### Supplied material
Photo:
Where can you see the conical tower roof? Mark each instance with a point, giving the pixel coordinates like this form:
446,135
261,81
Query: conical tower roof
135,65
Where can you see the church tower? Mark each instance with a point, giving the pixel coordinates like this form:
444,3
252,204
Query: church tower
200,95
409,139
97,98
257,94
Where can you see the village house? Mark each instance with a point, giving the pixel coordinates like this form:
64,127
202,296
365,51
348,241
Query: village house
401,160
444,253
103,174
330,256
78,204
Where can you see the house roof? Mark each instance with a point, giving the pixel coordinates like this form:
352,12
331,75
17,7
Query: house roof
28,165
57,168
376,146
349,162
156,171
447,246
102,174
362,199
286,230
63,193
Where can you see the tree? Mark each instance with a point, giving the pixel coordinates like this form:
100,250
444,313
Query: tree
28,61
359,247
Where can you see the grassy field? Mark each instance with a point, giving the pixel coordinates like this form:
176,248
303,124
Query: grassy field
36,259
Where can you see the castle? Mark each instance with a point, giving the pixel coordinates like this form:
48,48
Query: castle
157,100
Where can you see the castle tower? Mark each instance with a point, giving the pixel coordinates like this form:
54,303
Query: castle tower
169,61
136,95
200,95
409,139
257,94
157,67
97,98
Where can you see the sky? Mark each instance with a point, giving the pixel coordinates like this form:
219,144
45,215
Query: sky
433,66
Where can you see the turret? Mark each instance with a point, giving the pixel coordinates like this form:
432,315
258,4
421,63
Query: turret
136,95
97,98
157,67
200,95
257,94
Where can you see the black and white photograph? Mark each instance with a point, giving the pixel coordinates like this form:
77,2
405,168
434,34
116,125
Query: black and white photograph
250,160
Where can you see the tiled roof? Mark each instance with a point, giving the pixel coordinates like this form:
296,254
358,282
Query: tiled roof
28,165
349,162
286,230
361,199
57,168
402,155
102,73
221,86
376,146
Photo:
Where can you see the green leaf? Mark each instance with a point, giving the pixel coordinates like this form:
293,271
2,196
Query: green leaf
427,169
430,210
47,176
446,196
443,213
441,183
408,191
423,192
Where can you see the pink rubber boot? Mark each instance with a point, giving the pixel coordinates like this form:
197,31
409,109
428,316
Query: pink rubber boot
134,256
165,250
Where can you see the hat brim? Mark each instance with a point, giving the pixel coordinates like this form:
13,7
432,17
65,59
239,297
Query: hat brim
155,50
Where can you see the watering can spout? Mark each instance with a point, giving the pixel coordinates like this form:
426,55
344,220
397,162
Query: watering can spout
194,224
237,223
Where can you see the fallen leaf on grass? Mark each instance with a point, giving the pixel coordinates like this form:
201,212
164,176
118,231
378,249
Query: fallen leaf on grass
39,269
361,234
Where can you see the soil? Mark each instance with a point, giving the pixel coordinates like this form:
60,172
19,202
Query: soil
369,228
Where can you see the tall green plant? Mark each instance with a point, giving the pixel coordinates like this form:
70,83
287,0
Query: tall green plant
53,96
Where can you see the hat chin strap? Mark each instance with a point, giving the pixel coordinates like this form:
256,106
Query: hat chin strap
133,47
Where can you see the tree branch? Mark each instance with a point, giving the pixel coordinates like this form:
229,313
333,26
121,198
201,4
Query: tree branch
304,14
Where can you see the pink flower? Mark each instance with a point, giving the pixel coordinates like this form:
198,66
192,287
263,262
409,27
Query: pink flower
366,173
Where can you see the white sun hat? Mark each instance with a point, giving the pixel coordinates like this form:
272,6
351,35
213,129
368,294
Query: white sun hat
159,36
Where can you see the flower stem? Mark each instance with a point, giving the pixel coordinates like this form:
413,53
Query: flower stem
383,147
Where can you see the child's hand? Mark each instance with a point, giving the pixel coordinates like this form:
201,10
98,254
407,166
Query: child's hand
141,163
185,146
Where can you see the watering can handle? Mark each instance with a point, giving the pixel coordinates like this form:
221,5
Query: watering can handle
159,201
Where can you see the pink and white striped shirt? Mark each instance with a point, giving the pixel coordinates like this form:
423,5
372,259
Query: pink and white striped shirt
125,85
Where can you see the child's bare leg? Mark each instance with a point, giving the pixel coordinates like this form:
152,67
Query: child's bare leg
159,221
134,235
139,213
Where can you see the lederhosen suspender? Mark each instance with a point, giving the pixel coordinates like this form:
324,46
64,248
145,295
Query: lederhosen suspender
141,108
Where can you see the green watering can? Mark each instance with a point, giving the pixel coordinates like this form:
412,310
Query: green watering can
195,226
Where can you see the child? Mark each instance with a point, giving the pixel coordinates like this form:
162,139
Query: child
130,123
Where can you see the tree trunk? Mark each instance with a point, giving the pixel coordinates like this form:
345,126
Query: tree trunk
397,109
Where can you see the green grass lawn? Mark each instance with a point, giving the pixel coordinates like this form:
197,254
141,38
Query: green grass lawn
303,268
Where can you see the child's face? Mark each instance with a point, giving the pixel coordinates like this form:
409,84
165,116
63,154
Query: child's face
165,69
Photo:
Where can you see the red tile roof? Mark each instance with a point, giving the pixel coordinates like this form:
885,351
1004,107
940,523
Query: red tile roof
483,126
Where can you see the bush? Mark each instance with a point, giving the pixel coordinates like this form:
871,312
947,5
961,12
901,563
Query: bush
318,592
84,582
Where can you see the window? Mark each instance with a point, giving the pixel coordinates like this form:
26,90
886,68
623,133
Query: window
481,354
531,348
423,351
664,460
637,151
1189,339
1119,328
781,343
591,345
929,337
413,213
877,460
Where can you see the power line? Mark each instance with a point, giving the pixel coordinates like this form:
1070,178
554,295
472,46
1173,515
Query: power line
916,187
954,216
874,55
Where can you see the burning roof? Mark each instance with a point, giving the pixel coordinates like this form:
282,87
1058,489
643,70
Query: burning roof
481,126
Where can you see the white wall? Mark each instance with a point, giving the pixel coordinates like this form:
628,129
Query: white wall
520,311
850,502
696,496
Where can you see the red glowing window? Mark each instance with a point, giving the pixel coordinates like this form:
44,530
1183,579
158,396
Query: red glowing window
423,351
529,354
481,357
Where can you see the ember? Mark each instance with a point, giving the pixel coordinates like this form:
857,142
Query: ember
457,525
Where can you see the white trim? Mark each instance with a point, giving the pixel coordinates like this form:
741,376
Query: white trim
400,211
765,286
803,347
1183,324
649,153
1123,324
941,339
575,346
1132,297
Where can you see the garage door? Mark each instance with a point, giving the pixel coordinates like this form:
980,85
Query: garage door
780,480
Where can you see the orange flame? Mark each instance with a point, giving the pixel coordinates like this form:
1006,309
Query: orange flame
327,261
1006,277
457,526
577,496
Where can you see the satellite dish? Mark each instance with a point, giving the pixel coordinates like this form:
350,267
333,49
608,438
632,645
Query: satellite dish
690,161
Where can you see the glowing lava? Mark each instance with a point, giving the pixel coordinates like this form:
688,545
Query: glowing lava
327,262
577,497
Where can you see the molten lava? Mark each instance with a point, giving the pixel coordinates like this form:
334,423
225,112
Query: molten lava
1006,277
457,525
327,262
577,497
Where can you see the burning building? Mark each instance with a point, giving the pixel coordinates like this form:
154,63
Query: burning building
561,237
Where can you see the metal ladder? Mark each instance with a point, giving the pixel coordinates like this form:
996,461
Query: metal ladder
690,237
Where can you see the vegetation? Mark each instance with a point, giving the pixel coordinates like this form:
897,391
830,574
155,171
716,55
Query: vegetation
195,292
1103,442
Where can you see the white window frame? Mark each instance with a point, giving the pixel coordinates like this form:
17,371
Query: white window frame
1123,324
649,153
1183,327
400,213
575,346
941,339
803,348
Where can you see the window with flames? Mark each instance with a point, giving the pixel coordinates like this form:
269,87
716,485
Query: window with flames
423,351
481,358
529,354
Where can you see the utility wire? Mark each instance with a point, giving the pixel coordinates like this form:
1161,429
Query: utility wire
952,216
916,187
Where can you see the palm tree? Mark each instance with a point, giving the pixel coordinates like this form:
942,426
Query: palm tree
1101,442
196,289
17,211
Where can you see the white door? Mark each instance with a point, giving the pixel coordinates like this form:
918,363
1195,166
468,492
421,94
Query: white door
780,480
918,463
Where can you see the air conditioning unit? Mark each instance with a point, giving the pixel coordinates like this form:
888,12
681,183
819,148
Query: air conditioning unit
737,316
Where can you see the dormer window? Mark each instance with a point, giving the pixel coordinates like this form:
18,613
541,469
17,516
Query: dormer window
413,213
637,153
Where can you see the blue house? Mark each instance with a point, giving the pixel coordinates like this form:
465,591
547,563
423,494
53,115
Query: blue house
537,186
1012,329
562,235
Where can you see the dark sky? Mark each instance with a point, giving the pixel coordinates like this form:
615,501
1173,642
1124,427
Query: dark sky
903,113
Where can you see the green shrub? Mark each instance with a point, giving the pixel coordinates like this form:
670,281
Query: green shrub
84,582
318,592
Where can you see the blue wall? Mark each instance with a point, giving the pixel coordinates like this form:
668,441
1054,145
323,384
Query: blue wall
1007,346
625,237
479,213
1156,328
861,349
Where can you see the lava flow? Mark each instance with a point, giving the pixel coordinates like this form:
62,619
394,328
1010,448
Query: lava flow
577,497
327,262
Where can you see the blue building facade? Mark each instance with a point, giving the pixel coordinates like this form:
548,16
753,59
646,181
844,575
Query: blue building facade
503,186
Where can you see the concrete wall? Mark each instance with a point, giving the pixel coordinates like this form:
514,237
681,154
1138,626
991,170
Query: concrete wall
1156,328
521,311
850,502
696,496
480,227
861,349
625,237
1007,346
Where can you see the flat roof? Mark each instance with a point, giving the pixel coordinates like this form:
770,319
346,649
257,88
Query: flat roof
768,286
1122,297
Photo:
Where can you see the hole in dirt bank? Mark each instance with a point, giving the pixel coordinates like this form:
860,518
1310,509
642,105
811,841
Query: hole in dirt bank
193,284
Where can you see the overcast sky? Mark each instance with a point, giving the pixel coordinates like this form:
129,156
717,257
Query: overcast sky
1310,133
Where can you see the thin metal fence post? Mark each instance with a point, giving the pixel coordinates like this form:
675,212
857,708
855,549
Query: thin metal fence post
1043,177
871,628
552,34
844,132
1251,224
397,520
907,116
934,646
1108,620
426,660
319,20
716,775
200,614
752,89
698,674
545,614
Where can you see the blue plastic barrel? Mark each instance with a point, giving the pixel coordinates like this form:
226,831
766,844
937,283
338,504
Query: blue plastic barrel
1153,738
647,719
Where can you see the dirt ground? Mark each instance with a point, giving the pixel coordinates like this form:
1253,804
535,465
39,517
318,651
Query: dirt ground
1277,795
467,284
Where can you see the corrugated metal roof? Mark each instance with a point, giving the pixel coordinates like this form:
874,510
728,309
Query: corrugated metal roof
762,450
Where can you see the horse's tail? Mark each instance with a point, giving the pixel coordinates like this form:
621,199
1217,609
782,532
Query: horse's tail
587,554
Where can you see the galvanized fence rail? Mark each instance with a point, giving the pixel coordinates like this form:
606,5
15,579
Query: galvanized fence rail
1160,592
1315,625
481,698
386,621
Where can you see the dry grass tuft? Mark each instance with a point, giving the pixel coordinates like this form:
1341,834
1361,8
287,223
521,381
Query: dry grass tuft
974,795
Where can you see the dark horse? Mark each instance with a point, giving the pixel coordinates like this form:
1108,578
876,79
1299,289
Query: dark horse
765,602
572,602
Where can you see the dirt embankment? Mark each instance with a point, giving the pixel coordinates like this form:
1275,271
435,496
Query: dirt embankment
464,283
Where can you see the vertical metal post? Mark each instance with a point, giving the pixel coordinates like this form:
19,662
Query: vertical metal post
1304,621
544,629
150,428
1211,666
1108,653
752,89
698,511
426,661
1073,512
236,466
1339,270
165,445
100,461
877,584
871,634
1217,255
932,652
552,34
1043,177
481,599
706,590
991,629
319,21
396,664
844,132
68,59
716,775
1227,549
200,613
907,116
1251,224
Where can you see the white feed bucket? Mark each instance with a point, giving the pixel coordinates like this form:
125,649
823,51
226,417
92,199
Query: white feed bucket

### What you have to do
When a line in the data contains "bucket", return it as written.

### Answer space
Where can you see the white feed bucket? Mark each instance with a point, giving the pixel coordinates like this form:
Query: white feed bucket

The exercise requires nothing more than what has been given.